──────── 原文

题目：
 

Xiao Ming likes counting numbers very much, especially he is fond of counting odd numbers. Maybe he thinks it is the best way to show he is alone without a girl friend. The day 2011.11.11 comes. Seeing classmates walking with their girl friends, he coundn't help running into his classroom, and then opened his maths book preparing to count odd numbers. He looked at his book, then he found a question "C(n,0)+C (n,1)+C (n,2)+...+C (n,n)=?". Of course, Xiao Ming knew the answer, but he didn't care about that , What he wanted to know was that how many odd numbers there were? Then he began to count odd numbers. When n is equal to 1, C (1,0)=C (1,1)=1, there are 2 odd numbers. When n is equal to 2, C (2,0)=C (2,2)=1, there are 2 odd numbers...... Suddenly, he found a girl was watching him counting odd numbers. In order to show his gifts on maths, he wrote several big numbers what n would be equal to, but he found it was impossible to finished his tasks, then he sent a piece of information to you, and wanted you a excellent programmer to help him, he really didn't want to let her down. Can you help him?

Input

Each line contains a integer n(1<=n<=10 8)

Output

A single line with the number of odd numbers of C (n,0),C (n,1),C (n,2)...C (n,n).

Sample Input

1
2
11

Sample Output

2
2
8

解题报告： 刚上来就有人在我身边说是卢卡斯定理，后来就做这道题目，发现这个实质就是这个数字的二进制中有1的个数，看似和卢卡斯定理没啥关系，实际上就是C(n,m)%2,进行的卢卡斯优化，C(n,m)%2=Lucs(n/2,m/2)*C(n%2,m%2)%p;

所以最后实现的出来就是等价于2的二进制数的1的数目次方。

ac代码：

#include<cstdio>
#include<cstring>
#include<iostream>
#include<algorithm>
using namespace std;
typedef long long ll;

int main()
{
	int n;
	while(scanf("%d",&n)!=EOF)
	{
		int num=0;
		ll sum=1;
		while(n)
		{
			if(n&1)
				num++;
			n>>=1;
		}
		for(int i=0;i<num;i++)
		{
			sum*=2;
		}
		printf("%lld\n",sum);
	}
}

────────────────
──────── 数据集

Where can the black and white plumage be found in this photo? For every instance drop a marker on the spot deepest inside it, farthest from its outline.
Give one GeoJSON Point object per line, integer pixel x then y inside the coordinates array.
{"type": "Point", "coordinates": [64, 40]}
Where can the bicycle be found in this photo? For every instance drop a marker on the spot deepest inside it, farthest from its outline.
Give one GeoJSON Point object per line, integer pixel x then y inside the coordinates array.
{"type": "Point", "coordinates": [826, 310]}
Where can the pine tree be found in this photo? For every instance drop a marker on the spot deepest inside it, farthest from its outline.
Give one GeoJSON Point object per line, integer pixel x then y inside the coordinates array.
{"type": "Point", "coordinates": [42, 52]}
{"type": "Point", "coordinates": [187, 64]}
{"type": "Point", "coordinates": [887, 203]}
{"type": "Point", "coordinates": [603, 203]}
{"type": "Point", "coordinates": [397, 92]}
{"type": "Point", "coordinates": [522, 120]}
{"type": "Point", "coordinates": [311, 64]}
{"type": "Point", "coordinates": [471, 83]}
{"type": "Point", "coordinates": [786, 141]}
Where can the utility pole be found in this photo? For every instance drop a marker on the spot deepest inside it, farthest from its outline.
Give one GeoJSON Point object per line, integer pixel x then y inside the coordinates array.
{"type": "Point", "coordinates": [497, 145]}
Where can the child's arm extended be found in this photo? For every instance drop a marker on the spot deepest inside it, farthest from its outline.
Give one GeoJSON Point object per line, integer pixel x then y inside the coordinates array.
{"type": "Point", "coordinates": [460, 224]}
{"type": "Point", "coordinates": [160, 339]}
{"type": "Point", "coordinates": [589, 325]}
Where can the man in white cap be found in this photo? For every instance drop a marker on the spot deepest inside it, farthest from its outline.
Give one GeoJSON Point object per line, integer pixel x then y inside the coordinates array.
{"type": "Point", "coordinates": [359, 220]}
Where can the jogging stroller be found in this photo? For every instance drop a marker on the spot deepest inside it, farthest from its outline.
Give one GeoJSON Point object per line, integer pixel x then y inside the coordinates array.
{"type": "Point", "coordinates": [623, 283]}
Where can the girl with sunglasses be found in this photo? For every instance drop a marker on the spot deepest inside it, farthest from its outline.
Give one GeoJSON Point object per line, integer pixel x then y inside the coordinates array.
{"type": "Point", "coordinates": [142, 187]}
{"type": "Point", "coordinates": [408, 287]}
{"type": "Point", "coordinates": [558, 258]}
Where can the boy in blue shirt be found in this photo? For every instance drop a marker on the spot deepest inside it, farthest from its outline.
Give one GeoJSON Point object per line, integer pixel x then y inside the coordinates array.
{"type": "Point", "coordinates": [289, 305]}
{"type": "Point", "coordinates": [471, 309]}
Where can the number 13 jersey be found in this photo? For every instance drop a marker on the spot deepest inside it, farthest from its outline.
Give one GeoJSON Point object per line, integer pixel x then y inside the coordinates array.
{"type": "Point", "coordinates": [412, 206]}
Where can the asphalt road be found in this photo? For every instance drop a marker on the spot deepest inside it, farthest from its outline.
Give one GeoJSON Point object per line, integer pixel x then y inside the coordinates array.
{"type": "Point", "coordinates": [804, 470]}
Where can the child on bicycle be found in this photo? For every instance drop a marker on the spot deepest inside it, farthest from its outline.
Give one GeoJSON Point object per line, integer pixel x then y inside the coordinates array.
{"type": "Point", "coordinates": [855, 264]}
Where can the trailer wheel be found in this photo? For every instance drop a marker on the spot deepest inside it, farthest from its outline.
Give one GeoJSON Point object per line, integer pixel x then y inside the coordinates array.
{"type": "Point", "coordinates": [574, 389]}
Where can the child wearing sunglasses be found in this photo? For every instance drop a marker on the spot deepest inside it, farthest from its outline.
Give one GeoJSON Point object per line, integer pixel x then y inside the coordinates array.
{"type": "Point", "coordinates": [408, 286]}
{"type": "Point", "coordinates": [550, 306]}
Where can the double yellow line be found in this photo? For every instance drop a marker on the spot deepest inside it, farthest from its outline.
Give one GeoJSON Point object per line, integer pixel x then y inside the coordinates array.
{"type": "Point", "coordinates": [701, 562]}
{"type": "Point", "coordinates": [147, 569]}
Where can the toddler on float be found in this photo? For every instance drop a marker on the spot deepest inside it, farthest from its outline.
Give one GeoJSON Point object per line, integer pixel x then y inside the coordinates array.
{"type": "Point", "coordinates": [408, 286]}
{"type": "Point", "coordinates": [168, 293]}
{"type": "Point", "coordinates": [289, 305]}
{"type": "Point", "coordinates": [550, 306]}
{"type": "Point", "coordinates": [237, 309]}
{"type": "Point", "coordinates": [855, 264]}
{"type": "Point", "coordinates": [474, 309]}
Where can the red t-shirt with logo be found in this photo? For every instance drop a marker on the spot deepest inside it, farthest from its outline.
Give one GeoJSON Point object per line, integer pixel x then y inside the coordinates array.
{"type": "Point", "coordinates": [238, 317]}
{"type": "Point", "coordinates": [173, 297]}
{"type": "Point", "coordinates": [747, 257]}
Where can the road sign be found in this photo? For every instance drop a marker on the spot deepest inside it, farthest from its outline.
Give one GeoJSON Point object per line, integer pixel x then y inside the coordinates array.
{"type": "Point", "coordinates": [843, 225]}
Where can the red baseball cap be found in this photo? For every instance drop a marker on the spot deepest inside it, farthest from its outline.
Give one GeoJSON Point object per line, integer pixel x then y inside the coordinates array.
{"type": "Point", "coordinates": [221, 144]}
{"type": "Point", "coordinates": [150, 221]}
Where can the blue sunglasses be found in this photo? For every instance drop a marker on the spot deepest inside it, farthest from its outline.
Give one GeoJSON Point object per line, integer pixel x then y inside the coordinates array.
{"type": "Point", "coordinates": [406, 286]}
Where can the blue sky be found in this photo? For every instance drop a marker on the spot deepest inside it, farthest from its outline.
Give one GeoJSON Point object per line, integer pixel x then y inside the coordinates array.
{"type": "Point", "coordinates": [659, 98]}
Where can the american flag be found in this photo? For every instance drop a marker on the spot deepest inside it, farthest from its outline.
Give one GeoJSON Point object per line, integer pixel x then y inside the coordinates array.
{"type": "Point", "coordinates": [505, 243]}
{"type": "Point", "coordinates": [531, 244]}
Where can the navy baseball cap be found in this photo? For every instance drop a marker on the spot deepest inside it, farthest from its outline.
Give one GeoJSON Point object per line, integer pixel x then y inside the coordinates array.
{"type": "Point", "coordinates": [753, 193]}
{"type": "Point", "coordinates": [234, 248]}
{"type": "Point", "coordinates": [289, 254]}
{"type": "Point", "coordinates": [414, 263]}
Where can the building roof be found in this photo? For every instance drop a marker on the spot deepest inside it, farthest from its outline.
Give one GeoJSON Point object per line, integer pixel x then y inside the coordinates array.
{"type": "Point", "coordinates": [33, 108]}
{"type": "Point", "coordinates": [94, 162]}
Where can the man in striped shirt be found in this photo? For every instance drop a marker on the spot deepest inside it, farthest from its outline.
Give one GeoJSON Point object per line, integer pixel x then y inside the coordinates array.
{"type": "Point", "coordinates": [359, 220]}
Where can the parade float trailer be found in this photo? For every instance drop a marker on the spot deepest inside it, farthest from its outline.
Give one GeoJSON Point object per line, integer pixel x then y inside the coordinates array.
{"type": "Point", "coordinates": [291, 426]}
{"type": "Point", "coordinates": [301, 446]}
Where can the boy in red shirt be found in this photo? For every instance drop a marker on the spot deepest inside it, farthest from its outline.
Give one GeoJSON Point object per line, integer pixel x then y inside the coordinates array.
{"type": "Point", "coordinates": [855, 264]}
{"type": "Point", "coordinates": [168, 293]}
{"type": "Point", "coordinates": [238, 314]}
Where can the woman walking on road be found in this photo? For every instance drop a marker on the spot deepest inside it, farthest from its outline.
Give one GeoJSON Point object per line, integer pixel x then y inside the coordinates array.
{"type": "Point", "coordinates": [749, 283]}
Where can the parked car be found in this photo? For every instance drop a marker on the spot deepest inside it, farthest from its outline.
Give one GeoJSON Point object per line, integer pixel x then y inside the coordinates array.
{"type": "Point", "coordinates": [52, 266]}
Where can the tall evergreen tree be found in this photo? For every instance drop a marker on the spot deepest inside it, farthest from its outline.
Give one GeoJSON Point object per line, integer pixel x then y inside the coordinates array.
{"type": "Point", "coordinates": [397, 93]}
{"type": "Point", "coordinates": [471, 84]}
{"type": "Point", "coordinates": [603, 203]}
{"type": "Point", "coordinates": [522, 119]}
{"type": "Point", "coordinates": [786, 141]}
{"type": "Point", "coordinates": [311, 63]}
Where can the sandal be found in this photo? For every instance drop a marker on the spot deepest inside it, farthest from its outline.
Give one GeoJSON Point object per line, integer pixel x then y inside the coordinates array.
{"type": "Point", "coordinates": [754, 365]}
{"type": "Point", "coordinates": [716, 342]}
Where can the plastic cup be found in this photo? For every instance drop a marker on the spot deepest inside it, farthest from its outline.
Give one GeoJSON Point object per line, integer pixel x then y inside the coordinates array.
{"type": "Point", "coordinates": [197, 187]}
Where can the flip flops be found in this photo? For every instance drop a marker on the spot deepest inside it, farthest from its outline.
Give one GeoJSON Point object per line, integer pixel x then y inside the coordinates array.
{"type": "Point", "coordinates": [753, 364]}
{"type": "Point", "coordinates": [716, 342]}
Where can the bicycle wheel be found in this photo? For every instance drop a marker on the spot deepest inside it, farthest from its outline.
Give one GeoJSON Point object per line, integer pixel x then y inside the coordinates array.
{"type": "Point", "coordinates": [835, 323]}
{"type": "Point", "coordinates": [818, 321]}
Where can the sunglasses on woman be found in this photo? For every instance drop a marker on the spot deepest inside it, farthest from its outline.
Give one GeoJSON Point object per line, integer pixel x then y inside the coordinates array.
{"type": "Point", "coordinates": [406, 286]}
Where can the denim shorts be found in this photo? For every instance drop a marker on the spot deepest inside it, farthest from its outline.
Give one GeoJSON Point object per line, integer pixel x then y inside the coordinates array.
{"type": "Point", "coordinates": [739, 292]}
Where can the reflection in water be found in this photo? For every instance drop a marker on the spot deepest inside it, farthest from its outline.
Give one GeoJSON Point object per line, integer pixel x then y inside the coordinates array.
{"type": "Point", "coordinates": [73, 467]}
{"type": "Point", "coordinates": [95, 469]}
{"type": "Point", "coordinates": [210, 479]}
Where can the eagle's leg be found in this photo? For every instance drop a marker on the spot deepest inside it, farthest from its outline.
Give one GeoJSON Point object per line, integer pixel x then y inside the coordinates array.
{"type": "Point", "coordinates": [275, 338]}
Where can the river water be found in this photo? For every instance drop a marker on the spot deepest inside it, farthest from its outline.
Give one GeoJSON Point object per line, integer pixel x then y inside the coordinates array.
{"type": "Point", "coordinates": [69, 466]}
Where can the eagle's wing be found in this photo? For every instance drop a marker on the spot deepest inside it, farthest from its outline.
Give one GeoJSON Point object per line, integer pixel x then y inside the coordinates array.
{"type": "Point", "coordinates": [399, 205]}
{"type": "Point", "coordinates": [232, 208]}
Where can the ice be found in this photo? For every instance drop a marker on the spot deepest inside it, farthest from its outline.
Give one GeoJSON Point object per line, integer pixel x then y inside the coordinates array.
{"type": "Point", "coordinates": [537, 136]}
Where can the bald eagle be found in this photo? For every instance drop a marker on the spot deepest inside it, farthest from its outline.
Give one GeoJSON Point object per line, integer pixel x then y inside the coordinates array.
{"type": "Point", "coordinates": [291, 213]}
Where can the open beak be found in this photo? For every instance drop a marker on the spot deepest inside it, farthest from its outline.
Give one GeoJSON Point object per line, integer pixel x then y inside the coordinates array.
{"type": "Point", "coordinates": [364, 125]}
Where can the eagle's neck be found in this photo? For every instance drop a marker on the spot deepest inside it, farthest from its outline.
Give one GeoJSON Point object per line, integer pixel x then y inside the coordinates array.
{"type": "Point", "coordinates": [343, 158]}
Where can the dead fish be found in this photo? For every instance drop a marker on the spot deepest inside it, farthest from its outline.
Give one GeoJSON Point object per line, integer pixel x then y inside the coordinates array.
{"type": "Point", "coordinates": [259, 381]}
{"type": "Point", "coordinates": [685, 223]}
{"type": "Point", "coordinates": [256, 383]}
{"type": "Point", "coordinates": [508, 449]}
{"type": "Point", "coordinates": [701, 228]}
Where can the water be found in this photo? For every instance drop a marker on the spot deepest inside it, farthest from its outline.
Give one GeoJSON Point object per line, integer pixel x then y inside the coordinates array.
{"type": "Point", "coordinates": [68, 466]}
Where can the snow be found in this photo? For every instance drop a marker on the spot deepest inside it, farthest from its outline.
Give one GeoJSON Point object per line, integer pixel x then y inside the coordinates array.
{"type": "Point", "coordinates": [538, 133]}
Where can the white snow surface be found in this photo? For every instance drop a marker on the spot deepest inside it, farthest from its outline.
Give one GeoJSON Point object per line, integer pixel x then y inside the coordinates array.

────────────────

待完成任务 >>
**A)** 请输出原文中从“Sample Output”到“所以最后实现的出来就是等价于2的二进制数的1的数目次方。”之间的文字，首尾两处均包含在内。
**B)** 原文的解题报告中，刚开始有人在身边说这道题用的是什么定理？

参考答案 >>
**A)**
Sample Output

2
2
8

解题报告： 刚上来就有人在我身边说是卢卡斯定理，后来就做这道题目，发现这个实质就是这个数字的二进制中有1的个数，看似和卢卡斯定理没啥关系，实际上就是C(n,m)%2,进行的卢卡斯优化，C(n,m)%2=Lucs(n/2,m/2)*C(n%2,m%2)%p;

所以最后实现的出来就是等价于2的二进制数的1的数目次方。

**B)** 卢卡斯定理。